[Job 1] Which lines in the records contain the word "older"? Copy each of them out.

[Excerpted passage]
Weather Modification Played No Role in Texas Floods


Unfounded rumors linking an extreme weather event to human efforts to control the weather are again spreading on social media. It’s not plausible that available weather modification techniques caused or influenced the July 4 flash flooding along the Guadalupe River in Texas.

The flooding, which is known to have killed at least 134 people, including at least 37 children, as of July 15, occurred after remnants of a tropical storm moved north and stalled over a region known as “Flash Flood Alley” that is prone to flash flooding due to its terrain. Experts have stated that climate change likely contributed to the worsening of the rain.

However, popular social media posts implied without evidence that the Texas flooding resulted from attempts to modify the weather. Some posts, including ones amplified by former Trump national security adviser and retired Lt. Gen. Michael Flynn, made an unfounded suggestion that cloud seeding by a specific company may have contributed to the flooding.

“This isn’t just bad weather,” read one post. “It looks a hell of a lot like weather warfare.”

Cloud seeding is a real weather modification method, often used in an attempt to alleviate drought, that can sometimes nudge clouds to produce small amounts of rain or snow. It does not cause rain on the scale seen in the Texas flooding.

Cloud seeding “had no influence on the outcome of the July 4th flooding,” Katja Friedrich of the University of Colorado Boulder’s Department of Atmospheric and Oceanic Sciences told us in an email, basing her comments on her own past research on the subject.

[Data rows]
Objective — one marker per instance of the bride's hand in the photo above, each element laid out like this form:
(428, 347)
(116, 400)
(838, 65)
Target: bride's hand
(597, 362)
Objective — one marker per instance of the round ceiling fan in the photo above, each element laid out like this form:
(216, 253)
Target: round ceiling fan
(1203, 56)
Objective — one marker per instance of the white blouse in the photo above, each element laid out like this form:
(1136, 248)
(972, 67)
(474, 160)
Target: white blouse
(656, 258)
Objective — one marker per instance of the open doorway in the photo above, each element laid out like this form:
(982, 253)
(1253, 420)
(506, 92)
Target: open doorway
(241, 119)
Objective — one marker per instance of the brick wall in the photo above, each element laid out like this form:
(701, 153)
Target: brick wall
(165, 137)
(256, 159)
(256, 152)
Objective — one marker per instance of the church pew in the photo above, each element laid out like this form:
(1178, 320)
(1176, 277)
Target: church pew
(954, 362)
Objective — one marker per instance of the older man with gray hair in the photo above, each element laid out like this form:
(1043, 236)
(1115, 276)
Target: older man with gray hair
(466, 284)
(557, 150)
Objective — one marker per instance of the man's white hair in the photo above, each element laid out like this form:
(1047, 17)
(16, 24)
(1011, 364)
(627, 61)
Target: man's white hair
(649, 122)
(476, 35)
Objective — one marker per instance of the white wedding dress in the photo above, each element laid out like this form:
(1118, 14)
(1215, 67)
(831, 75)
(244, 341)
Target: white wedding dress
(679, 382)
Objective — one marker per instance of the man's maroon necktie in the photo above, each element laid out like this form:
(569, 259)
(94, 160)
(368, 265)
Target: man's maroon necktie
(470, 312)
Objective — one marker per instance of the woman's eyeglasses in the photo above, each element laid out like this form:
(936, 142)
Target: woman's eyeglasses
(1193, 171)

[Job 2]
Answer these questions about the fact-check on the Texas floods:
(a) Along which river did the July 4 flash flooding occur?
(b) What is the region where the tropical storm remnants stalled known as?
(c) With which university department is Katja Friedrich affiliated?

[Reply 1]
Objective — one marker per instance of the older man with gray hair in the photo above, each element laid out like this form:
Target: older man with gray hair

[Reply 2]
(a) The Guadalupe River.
(b) "Flash Flood Alley."
(c) The University of Colorado Boulder's Department of Atmospheric and Oceanic Sciences.